• MATERIAL PROVIDED:
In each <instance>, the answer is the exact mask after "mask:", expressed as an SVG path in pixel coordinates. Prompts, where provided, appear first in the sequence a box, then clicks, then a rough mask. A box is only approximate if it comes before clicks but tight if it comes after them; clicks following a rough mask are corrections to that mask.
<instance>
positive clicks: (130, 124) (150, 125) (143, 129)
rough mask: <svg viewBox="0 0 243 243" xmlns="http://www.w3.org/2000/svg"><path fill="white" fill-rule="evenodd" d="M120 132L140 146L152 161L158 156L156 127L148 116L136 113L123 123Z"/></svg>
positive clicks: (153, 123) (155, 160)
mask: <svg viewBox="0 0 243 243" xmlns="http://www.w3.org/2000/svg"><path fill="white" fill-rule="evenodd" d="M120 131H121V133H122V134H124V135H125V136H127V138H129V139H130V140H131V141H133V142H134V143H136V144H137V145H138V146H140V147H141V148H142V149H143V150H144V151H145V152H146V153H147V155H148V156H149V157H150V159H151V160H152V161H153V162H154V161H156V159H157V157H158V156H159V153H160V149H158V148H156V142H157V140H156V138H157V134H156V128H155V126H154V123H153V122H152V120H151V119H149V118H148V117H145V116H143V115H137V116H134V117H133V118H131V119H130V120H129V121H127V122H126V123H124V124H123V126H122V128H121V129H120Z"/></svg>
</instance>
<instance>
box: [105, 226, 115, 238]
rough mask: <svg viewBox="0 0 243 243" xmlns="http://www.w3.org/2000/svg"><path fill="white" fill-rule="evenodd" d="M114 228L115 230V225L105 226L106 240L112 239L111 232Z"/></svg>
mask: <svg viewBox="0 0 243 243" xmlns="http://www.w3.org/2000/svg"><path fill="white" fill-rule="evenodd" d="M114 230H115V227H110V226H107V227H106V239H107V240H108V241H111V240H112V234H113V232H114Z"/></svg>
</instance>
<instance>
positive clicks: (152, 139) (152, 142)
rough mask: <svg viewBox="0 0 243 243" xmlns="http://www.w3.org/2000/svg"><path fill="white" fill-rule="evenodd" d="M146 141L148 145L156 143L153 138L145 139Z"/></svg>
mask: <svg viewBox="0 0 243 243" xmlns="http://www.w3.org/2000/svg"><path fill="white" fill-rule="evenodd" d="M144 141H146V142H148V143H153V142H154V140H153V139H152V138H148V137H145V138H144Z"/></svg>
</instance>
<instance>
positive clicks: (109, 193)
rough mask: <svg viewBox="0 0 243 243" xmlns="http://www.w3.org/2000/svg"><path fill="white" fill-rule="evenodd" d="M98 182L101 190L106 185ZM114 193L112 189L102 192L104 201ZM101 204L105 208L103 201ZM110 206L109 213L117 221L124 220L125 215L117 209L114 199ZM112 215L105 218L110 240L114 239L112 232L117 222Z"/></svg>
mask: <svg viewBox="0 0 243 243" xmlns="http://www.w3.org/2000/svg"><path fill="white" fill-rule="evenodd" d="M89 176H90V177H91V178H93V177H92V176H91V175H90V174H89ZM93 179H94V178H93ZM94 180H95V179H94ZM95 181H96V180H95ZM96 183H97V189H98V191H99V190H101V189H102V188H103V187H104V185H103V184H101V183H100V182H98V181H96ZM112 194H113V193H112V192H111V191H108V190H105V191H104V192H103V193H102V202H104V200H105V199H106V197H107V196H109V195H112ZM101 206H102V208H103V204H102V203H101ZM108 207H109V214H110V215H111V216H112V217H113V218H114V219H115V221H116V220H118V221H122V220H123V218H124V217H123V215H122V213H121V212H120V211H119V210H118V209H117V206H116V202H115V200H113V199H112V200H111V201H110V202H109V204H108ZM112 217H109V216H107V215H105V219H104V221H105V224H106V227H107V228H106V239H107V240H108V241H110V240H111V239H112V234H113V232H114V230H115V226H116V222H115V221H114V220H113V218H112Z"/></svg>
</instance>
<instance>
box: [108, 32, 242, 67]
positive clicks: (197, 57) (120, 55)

• TASK BRIEF:
Render all of the entries above as a numbered list with one line per item, leaving out any blank lines.

• TASK SOLUTION:
1. In each <instance>, the answer is the exact mask after "mask:", expressed as an SVG path in pixel coordinates. Prompts, where provided, appear first in the sequence a box, then clicks, then a rough mask. A box is only approximate if it comes before clicks but tight if it comes after them; clicks following a rough mask are corrections to that mask.
2. <instance>
3. positive clicks: (130, 124) (150, 125) (143, 129)
4. rough mask: <svg viewBox="0 0 243 243" xmlns="http://www.w3.org/2000/svg"><path fill="white" fill-rule="evenodd" d="M120 132L140 146L152 161L158 156L156 127L148 116L136 113L123 123Z"/></svg>
5. positive clicks: (153, 123) (155, 160)
6. mask: <svg viewBox="0 0 243 243" xmlns="http://www.w3.org/2000/svg"><path fill="white" fill-rule="evenodd" d="M120 131H121V133H122V134H124V135H125V136H127V138H129V139H130V140H131V141H133V142H134V143H136V144H137V145H138V146H140V147H141V148H142V149H143V150H144V151H145V152H146V153H147V155H148V156H149V157H150V159H151V160H152V161H153V162H154V161H156V159H157V157H158V156H159V153H160V149H158V148H156V142H157V140H156V138H157V134H156V128H155V126H154V123H153V122H152V120H151V119H149V118H148V117H145V116H143V115H137V116H134V117H133V118H131V119H130V120H129V121H127V122H126V123H124V124H123V126H122V128H121V129H120Z"/></svg>
7. </instance>
8. <instance>
9. box: [105, 226, 115, 238]
10. rough mask: <svg viewBox="0 0 243 243" xmlns="http://www.w3.org/2000/svg"><path fill="white" fill-rule="evenodd" d="M114 228L115 230V225L105 226L106 240L112 239L111 232Z"/></svg>
11. mask: <svg viewBox="0 0 243 243" xmlns="http://www.w3.org/2000/svg"><path fill="white" fill-rule="evenodd" d="M114 230H115V227H110V226H107V227H106V239H107V240H108V241H111V240H112V234H113V232H114Z"/></svg>
12. </instance>
13. <instance>
14. positive clicks: (152, 139) (152, 142)
15. rough mask: <svg viewBox="0 0 243 243" xmlns="http://www.w3.org/2000/svg"><path fill="white" fill-rule="evenodd" d="M146 141L148 145L156 143L153 138L145 139Z"/></svg>
16. mask: <svg viewBox="0 0 243 243" xmlns="http://www.w3.org/2000/svg"><path fill="white" fill-rule="evenodd" d="M144 141H146V142H148V143H153V142H154V140H153V139H152V138H148V137H145V138H144Z"/></svg>
17. </instance>
18. <instance>
19. positive clicks: (109, 193)
20. rough mask: <svg viewBox="0 0 243 243" xmlns="http://www.w3.org/2000/svg"><path fill="white" fill-rule="evenodd" d="M98 182L101 190L106 185ZM114 193L112 189L102 192L104 201ZM101 204L105 208L103 201ZM110 206L109 213L117 221L124 220L125 215L117 209L114 199ZM112 215L105 218L110 240L114 239L112 232L117 222Z"/></svg>
21. mask: <svg viewBox="0 0 243 243" xmlns="http://www.w3.org/2000/svg"><path fill="white" fill-rule="evenodd" d="M89 176H90V177H91V178H93V177H92V176H91V175H90V174H89ZM93 179H94V178H93ZM94 180H95V179H94ZM95 181H96V180H95ZM96 183H97V189H98V191H99V190H101V189H102V188H103V187H104V185H103V184H101V183H100V182H98V181H96ZM112 194H113V193H112V192H111V191H108V190H105V191H104V192H103V193H102V202H104V200H105V199H106V197H107V196H109V195H112ZM101 206H102V208H103V204H102V203H101ZM108 207H109V214H110V215H111V216H112V217H113V218H114V219H115V221H116V220H118V221H122V220H123V218H124V217H123V215H122V213H121V212H120V211H119V210H118V209H117V206H116V202H115V200H113V199H112V200H111V201H110V202H109V204H108ZM112 217H109V216H107V215H105V219H104V221H105V224H106V227H107V228H106V239H107V240H108V241H110V240H111V239H112V234H113V232H114V230H115V226H116V222H115V221H114V220H113V218H112Z"/></svg>
22. </instance>
23. <instance>
24. box: [108, 32, 242, 67]
25. positive clicks: (197, 57) (120, 55)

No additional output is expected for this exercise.